[PAGE TEXT]
════════

This is a quote from the lawsuit.
Carroll stated, “Decades ago, the now President of the United States raped me. When I had the courage to speak out about the attack, he defamed my character, accused me of lying for personal gain, and even insulted my appearance.” She stated that she was “filing this (lawsuit) on behalf of every woman who has ever been harassed, assaulted, silenced, or spoken up only to be shamed, fired, ridiculed and belittled.”
After the suit was filed, White House press secretary Stephanie Grisham described the case as “frivolous” and claimed Carroll’s story was fraudulent.[52]
Here is what else happened. In 1920, Carroll lost her job. She was fired from a job she loved. And from a job she excelled in.
Carroll was fired from Elle in February 2020; she wrote on Twitter that she was dismissed “Because Trump ridiculed my reputation, laughed at my looks, & dragged me through the mud.”[19]
Elle maintained that the decision to fire Carroll was a business decision unrelated to Trump.

════════

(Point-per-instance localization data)
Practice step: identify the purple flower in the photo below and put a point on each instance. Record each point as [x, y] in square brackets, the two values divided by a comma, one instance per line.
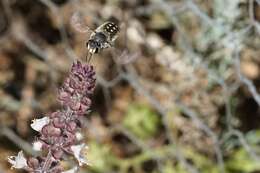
[58, 130]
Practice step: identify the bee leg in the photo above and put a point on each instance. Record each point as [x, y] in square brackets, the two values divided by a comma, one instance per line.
[88, 57]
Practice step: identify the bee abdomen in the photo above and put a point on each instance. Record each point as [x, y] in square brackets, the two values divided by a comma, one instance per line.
[111, 28]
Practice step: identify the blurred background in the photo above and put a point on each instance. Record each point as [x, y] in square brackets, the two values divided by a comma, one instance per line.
[179, 92]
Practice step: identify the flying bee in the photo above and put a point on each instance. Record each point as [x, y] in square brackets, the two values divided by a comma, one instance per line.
[101, 38]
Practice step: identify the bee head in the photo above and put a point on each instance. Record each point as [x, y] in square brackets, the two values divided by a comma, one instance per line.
[93, 46]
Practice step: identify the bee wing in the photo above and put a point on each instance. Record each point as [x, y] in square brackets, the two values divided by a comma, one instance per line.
[78, 23]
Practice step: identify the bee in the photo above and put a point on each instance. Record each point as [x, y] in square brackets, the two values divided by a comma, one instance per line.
[101, 38]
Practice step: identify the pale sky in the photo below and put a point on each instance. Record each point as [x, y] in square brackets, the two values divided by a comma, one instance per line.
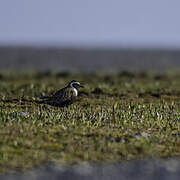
[144, 23]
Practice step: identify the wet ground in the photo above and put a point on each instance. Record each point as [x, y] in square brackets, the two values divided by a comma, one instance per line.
[136, 170]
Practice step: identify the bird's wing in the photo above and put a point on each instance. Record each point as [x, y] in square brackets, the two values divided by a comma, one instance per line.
[65, 94]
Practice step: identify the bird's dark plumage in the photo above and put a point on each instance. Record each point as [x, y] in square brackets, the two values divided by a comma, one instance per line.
[65, 96]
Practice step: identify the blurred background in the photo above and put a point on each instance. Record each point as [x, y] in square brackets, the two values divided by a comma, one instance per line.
[89, 35]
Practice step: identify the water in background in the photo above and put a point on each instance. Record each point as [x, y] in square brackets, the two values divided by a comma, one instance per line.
[87, 60]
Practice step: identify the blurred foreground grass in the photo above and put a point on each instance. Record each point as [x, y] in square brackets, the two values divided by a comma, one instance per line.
[118, 117]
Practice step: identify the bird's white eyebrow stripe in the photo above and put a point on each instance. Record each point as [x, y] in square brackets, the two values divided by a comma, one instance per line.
[75, 83]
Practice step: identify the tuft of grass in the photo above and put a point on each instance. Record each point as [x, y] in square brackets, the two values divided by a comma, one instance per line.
[117, 117]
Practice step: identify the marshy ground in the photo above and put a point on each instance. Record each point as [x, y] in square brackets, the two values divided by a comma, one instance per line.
[119, 116]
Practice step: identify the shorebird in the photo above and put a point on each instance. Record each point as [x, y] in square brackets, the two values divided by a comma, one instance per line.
[64, 96]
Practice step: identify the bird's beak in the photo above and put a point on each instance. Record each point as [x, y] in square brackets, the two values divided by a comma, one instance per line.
[81, 86]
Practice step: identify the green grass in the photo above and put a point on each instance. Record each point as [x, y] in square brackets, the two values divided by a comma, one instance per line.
[131, 116]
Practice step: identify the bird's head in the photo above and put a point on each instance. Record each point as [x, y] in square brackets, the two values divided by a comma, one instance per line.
[75, 84]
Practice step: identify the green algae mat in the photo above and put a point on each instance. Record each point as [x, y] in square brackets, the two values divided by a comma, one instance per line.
[119, 116]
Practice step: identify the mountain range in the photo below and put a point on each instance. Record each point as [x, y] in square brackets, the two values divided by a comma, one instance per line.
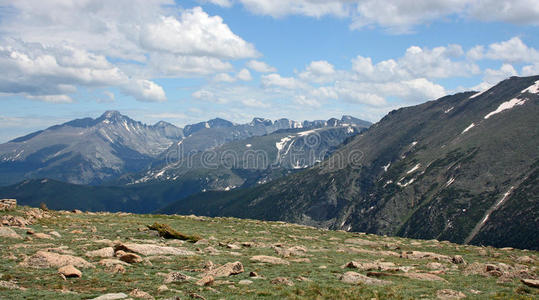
[462, 168]
[97, 151]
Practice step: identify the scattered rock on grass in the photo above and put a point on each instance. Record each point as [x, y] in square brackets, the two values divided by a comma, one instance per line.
[136, 293]
[226, 270]
[531, 283]
[150, 249]
[70, 271]
[355, 278]
[104, 252]
[111, 296]
[269, 259]
[282, 280]
[447, 294]
[205, 281]
[43, 259]
[7, 232]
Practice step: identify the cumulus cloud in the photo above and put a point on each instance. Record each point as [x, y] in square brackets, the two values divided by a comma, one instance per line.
[260, 66]
[276, 80]
[195, 33]
[244, 75]
[439, 62]
[400, 16]
[100, 43]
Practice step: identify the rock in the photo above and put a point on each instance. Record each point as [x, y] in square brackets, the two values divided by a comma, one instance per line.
[269, 259]
[370, 266]
[111, 296]
[131, 258]
[150, 249]
[111, 262]
[447, 294]
[423, 276]
[15, 221]
[531, 283]
[162, 288]
[43, 259]
[457, 259]
[116, 269]
[104, 252]
[425, 255]
[245, 282]
[205, 281]
[355, 278]
[282, 280]
[8, 204]
[41, 235]
[70, 271]
[226, 270]
[9, 285]
[176, 277]
[233, 247]
[360, 242]
[136, 293]
[55, 233]
[435, 266]
[6, 232]
[525, 260]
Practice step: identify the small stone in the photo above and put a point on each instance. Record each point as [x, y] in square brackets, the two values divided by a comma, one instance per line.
[253, 274]
[531, 283]
[136, 293]
[269, 259]
[7, 232]
[55, 233]
[447, 294]
[176, 277]
[457, 259]
[525, 260]
[131, 258]
[355, 278]
[282, 280]
[205, 281]
[162, 288]
[70, 271]
[111, 296]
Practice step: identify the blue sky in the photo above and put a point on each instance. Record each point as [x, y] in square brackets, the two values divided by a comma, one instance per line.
[188, 61]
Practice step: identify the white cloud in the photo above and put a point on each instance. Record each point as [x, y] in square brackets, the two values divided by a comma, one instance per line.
[439, 62]
[145, 90]
[223, 3]
[223, 77]
[205, 95]
[306, 101]
[195, 34]
[318, 71]
[513, 50]
[260, 66]
[275, 80]
[400, 16]
[66, 44]
[281, 8]
[244, 75]
[251, 102]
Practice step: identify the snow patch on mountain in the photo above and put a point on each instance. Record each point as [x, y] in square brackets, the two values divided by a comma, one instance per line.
[468, 128]
[505, 106]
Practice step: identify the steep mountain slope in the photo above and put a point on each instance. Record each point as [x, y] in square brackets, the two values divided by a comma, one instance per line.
[458, 168]
[86, 150]
[249, 161]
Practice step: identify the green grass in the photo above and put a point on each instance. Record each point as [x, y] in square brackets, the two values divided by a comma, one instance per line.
[325, 248]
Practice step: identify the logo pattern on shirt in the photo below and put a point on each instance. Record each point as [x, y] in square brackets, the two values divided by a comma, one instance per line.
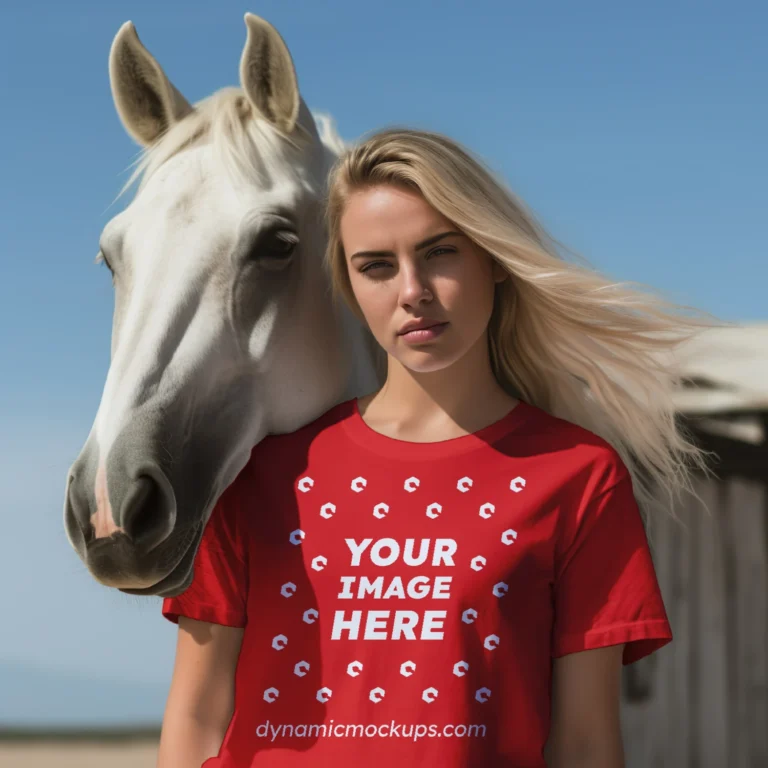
[440, 550]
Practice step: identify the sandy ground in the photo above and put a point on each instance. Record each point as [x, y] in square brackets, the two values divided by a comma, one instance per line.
[68, 754]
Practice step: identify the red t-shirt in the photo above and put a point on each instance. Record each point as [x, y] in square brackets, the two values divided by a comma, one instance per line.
[403, 602]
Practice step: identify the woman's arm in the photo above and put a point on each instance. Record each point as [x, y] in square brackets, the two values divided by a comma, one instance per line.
[586, 700]
[201, 696]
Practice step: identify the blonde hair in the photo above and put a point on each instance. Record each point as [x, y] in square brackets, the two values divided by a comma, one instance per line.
[561, 336]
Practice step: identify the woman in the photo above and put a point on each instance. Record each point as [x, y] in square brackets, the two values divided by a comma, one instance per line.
[452, 570]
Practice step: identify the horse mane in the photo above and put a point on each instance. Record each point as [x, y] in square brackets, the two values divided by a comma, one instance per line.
[246, 147]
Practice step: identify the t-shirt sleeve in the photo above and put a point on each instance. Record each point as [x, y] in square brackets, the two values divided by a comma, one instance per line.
[218, 592]
[605, 589]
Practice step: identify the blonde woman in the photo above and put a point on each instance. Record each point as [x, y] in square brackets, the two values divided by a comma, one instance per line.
[451, 571]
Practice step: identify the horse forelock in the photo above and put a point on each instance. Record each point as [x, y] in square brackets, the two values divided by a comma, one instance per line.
[248, 147]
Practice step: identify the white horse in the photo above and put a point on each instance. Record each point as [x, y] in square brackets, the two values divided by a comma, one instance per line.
[224, 326]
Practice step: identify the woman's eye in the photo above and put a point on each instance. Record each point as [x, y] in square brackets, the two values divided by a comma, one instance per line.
[374, 264]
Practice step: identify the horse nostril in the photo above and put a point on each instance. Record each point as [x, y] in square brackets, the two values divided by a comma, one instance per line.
[148, 512]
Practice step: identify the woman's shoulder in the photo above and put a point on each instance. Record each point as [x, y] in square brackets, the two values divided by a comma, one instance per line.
[581, 445]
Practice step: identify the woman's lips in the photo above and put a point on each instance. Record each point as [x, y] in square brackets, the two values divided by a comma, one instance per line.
[424, 334]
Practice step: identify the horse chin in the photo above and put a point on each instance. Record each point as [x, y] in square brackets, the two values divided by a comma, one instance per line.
[175, 581]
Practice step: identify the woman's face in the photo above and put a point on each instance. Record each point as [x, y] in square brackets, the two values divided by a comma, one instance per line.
[401, 269]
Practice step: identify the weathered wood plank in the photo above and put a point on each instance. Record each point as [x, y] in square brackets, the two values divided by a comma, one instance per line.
[665, 531]
[711, 662]
[674, 744]
[748, 506]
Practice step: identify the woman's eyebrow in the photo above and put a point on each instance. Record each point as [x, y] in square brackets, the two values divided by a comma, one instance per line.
[419, 246]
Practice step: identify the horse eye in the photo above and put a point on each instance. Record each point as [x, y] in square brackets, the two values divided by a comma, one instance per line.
[275, 249]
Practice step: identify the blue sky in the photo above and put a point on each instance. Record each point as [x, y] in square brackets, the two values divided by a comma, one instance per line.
[635, 131]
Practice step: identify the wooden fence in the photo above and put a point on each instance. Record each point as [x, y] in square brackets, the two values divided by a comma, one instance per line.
[702, 700]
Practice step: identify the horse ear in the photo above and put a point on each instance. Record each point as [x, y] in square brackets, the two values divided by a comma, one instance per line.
[267, 74]
[146, 101]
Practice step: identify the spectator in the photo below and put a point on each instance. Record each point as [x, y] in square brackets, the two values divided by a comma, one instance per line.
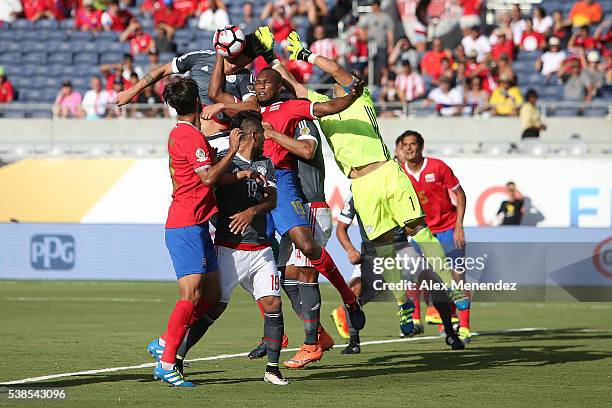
[7, 92]
[551, 61]
[470, 16]
[379, 28]
[322, 45]
[87, 18]
[163, 40]
[9, 10]
[213, 18]
[115, 18]
[96, 100]
[476, 98]
[250, 22]
[530, 116]
[531, 40]
[140, 41]
[430, 64]
[585, 12]
[503, 46]
[448, 101]
[34, 10]
[511, 210]
[541, 22]
[149, 97]
[68, 102]
[474, 41]
[506, 99]
[410, 85]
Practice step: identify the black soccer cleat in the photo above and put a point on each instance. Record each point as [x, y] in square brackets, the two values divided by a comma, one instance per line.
[455, 342]
[259, 352]
[356, 314]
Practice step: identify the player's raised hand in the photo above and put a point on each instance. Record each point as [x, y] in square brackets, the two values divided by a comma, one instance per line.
[240, 221]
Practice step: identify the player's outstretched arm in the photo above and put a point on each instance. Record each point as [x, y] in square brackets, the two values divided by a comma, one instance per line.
[298, 52]
[337, 105]
[305, 149]
[124, 97]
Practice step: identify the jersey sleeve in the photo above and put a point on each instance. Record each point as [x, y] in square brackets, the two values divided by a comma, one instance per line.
[348, 211]
[307, 130]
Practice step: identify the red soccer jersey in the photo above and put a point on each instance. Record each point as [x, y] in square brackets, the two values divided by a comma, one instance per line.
[192, 201]
[432, 183]
[284, 117]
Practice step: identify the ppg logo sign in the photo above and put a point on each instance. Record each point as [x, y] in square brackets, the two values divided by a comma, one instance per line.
[52, 252]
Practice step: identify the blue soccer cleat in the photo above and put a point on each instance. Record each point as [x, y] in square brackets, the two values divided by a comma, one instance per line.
[405, 315]
[155, 349]
[172, 377]
[461, 301]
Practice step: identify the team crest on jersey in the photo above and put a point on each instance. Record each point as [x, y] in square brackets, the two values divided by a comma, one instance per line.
[201, 155]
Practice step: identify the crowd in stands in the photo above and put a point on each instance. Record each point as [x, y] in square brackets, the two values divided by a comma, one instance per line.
[474, 71]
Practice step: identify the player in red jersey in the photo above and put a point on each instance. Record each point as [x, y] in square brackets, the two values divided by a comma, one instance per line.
[194, 174]
[432, 180]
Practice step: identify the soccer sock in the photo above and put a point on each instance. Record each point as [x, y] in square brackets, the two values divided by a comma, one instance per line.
[392, 274]
[433, 251]
[464, 318]
[293, 292]
[194, 334]
[273, 335]
[177, 326]
[325, 266]
[311, 308]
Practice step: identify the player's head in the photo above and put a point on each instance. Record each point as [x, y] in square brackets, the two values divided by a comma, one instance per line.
[412, 144]
[267, 85]
[183, 96]
[250, 123]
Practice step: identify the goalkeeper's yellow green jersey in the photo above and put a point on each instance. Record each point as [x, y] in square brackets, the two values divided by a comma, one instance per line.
[353, 134]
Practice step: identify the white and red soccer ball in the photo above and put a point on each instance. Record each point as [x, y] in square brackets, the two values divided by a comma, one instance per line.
[229, 41]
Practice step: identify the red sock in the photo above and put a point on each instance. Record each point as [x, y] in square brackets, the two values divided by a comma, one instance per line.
[326, 267]
[177, 326]
[415, 295]
[261, 308]
[464, 318]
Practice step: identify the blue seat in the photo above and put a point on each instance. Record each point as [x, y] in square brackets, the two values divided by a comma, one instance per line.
[60, 58]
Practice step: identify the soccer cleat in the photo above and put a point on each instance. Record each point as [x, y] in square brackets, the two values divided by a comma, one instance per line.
[155, 349]
[432, 316]
[274, 376]
[324, 339]
[338, 315]
[171, 377]
[465, 334]
[308, 353]
[454, 342]
[405, 315]
[461, 301]
[356, 314]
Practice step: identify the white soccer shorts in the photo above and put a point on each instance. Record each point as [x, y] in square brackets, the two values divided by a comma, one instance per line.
[321, 225]
[255, 270]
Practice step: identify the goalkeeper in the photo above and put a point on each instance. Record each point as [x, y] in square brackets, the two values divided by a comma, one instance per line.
[382, 193]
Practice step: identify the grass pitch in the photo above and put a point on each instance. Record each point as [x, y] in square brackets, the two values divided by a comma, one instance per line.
[58, 327]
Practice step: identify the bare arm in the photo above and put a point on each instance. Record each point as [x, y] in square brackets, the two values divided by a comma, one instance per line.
[152, 77]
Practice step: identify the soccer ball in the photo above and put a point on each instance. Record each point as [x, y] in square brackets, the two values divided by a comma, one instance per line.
[229, 41]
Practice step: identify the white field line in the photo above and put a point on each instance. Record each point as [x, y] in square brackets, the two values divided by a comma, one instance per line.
[226, 356]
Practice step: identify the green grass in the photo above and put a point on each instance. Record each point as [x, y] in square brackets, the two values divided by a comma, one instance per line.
[45, 329]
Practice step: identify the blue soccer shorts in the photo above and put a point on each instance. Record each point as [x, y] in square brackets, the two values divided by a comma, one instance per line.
[289, 211]
[191, 249]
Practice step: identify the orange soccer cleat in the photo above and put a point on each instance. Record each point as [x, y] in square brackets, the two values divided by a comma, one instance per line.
[308, 353]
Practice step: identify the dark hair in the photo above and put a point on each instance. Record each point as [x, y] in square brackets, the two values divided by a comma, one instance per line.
[182, 95]
[247, 121]
[407, 133]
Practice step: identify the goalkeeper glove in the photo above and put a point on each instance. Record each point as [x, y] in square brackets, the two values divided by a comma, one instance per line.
[296, 49]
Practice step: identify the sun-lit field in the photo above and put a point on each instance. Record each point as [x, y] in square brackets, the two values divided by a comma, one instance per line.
[562, 353]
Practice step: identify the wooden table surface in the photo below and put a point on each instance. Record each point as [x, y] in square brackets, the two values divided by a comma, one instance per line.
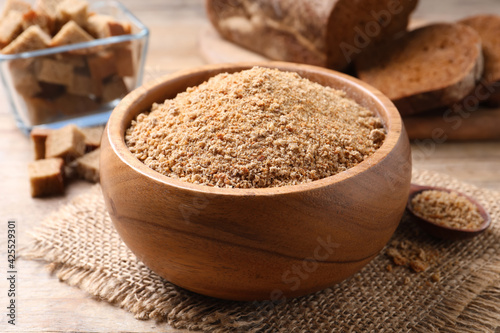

════════

[YOUR OBJECTIVE] Please summarize the text about Carroll's lawsuit in two sentences.

[TASK SOLUTION] In her lawsuit, Carroll says the now President raped her decades ago and defamed her when she spoke out, and she says she filed it on behalf of every woman who has been harassed, assaulted, silenced, or shamed after speaking up. White House press secretary Stephanie Grisham called the case frivolous, and when Elle fired Carroll in February 2020, Carroll blamed Trump, while Elle said the firing was a business decision unrelated to him.